**Required work**
Copy all of the material below, line for line.
──────── Recorded data
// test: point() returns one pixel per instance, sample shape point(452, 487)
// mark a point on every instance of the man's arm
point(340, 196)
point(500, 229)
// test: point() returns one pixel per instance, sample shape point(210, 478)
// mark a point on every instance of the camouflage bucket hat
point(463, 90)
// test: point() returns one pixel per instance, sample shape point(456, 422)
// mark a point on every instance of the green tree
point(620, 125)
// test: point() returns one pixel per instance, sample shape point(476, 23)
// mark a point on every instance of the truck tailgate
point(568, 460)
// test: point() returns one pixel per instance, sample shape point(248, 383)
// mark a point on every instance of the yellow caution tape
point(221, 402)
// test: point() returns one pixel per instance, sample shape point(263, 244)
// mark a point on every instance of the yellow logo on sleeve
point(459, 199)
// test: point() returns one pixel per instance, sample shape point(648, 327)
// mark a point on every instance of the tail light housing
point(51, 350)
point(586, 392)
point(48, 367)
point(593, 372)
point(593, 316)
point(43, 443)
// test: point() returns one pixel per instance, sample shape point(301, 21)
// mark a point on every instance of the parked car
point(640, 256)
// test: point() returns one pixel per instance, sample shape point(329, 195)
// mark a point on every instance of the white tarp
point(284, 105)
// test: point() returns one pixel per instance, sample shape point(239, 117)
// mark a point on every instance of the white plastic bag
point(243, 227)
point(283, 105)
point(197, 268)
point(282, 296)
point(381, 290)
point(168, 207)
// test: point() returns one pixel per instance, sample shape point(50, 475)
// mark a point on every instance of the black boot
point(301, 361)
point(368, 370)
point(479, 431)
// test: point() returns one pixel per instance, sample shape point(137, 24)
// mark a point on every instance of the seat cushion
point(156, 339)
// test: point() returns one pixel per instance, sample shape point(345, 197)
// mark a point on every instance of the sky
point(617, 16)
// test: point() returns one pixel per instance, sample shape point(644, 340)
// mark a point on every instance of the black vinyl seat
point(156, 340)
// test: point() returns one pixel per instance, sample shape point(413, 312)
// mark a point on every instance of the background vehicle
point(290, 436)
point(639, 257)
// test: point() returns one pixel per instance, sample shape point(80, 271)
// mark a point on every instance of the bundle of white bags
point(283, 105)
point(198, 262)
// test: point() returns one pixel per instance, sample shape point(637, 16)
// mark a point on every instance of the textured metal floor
────────────────
**Finished exercise**
// test: point() returns one pixel per instance, sample shape point(452, 487)
// mark a point on every instance of the man's arm
point(340, 196)
point(500, 229)
// test: point() returns one pixel per instance, sample shape point(210, 478)
// mark a point on every instance of the camouflage bucket hat
point(463, 90)
// test: point() returns one pixel per instance, sample shape point(456, 422)
// mark a point on every instance of the green tree
point(620, 125)
// test: point() returns one pixel per instance, sample shape point(476, 23)
// mark a point on every instance of the truck tailgate
point(568, 460)
// test: point() returns one pixel per instance, sample shape point(248, 383)
// mark a point on every instance of the yellow caution tape
point(221, 402)
// test: point() returns one pixel per instance, sample shape point(263, 244)
// mark a point on every instance of the yellow logo on sleeve
point(459, 199)
// test: point() returns one pixel per instance, sample shape point(648, 327)
// mark a point on every instance of the tail light housing
point(51, 350)
point(586, 392)
point(48, 367)
point(593, 372)
point(593, 316)
point(43, 443)
// test: point() returns one pixel per instance, sample shape point(301, 21)
// mark a point on every instance of the parked car
point(640, 256)
// test: point() returns one pixel per instance, sample shape point(329, 195)
// mark a point on every instance of the white tarp
point(284, 105)
// test: point() returns one pixel per instance, sample shape point(239, 117)
// mark a point on every instance of the white plastic bag
point(243, 227)
point(283, 105)
point(197, 268)
point(282, 296)
point(381, 290)
point(168, 207)
// test: point() returns one pixel per instance, sample shape point(50, 475)
// mark a point on every instance of the black boot
point(301, 361)
point(368, 370)
point(479, 431)
// test: point() returns one pixel per instance, sample shape point(137, 24)
// mark a point on every instance of the seat cushion
point(156, 339)
// test: point() returns one pixel per instance, sample shape point(345, 197)
// mark a point on every instance of the sky
point(617, 16)
// test: point() returns one pixel per instance, sample shape point(644, 340)
// mark a point on every instance of the black vinyl seat
point(156, 340)
// test: point() returns one pixel per instance, sample shape point(413, 312)
// mark a point on every instance of the background vehicle
point(290, 436)
point(639, 257)
// test: point() returns one pixel per instance, sample shape point(80, 271)
// mark a point on every instance of the bundle of white bags
point(283, 105)
point(198, 262)
// test: point() returns one pixel per instance, sample shape point(637, 16)
// mark a point on every instance of the textured metal floor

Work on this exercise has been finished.